[What you will do] Rescale the records from the line with "You are given a visual scene. Your task: identify every plant" up to and including the line with "left=681, top=411, right=750, bottom=462" by repeating every line, requests included, with each bounding-box coordinate in the answers multiplied by 1.05 and rounded to a whole number, halves up. Keep the requests and their format samples unchanged, and leave the pictures out.

[Supplied information]
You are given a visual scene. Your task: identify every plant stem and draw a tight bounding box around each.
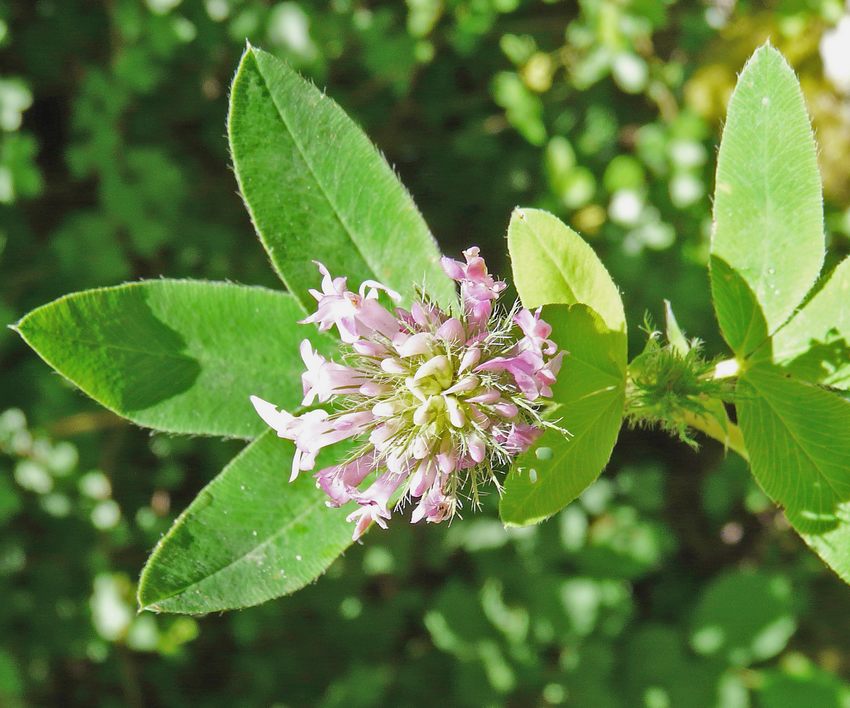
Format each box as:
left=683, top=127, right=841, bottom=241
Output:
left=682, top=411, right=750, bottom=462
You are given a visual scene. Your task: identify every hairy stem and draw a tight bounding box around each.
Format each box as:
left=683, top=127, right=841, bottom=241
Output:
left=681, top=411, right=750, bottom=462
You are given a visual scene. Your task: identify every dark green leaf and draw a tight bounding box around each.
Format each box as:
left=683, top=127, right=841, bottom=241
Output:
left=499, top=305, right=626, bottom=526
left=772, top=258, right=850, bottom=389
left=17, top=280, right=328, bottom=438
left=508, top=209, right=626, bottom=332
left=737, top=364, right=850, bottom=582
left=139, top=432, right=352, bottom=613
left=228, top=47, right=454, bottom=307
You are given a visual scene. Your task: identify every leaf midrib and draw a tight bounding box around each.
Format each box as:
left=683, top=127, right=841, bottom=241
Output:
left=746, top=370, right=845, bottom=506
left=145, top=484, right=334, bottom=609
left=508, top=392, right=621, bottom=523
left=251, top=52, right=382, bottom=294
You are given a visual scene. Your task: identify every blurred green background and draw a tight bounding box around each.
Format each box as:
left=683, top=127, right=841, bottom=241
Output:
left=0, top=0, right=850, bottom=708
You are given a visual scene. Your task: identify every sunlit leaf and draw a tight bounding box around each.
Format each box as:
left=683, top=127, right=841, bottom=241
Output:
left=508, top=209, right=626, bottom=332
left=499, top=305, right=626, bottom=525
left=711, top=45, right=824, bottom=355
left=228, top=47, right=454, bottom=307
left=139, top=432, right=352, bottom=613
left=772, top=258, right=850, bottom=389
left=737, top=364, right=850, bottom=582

* * *

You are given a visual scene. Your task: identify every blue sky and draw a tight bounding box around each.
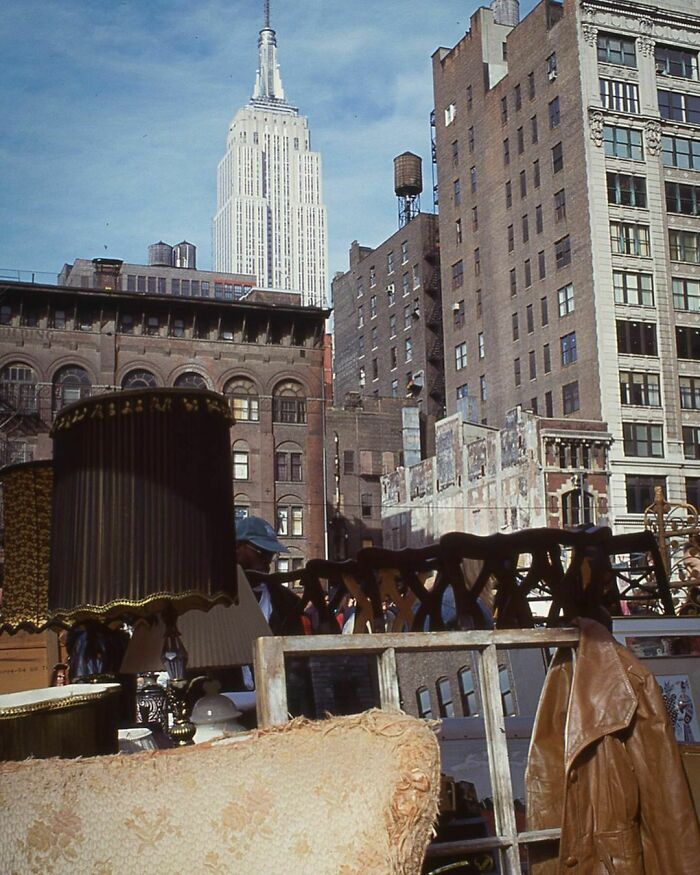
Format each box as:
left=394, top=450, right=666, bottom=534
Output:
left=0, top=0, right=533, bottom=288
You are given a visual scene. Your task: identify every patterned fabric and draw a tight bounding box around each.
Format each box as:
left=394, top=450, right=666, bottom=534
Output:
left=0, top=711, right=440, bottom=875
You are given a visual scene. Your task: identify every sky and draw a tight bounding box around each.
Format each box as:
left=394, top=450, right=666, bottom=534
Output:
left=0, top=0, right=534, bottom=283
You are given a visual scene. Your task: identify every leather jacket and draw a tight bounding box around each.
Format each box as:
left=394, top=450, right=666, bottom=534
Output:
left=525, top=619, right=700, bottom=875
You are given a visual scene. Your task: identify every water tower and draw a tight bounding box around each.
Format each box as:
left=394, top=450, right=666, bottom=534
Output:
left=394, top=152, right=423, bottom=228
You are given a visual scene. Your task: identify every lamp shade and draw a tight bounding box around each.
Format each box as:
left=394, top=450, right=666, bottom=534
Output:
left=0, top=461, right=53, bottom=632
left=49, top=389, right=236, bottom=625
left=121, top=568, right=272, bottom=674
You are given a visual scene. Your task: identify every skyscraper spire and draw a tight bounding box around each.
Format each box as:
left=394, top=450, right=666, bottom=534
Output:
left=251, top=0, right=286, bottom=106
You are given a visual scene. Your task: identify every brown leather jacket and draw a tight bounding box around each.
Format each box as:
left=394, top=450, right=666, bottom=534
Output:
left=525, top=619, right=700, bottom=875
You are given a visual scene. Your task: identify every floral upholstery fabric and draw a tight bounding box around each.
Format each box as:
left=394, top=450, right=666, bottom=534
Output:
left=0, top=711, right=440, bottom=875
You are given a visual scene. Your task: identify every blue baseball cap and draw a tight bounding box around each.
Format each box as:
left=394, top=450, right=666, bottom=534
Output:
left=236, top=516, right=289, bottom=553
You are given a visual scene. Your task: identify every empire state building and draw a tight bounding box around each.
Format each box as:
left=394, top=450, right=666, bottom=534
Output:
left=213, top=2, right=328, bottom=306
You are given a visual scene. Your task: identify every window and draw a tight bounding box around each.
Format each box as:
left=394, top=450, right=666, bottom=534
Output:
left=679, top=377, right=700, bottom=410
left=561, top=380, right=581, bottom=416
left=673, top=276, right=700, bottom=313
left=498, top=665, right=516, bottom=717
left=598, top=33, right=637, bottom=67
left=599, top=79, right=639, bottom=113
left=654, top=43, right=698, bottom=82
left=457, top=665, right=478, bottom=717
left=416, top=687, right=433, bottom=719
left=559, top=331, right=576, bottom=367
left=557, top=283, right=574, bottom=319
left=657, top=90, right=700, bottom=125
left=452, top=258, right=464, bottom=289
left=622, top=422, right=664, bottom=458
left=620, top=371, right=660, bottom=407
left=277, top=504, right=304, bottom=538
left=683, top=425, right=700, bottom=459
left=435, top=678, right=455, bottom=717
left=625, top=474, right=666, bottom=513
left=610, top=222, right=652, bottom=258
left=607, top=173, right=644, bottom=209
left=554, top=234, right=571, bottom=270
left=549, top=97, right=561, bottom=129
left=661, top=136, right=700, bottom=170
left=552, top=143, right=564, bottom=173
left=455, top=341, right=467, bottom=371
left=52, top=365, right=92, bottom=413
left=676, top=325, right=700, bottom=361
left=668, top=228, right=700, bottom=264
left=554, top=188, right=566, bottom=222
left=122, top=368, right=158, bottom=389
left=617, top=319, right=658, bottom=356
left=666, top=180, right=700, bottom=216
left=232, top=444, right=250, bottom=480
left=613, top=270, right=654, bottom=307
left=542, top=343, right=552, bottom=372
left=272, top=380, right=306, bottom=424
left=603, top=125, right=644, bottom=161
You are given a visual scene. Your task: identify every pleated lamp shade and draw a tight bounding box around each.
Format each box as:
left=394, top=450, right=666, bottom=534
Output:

[Solution to the problem]
You are given a visual scene. Your task: identify every plant stem and draw a tight bounding box around each.
Format each box as:
left=683, top=127, right=841, bottom=241
Output:
left=716, top=432, right=788, bottom=485
You are given a visual scene. Your task: identify every hairy stem and draw a tight bounding box around each.
Format each box as:
left=683, top=127, right=841, bottom=241
Output:
left=715, top=432, right=788, bottom=485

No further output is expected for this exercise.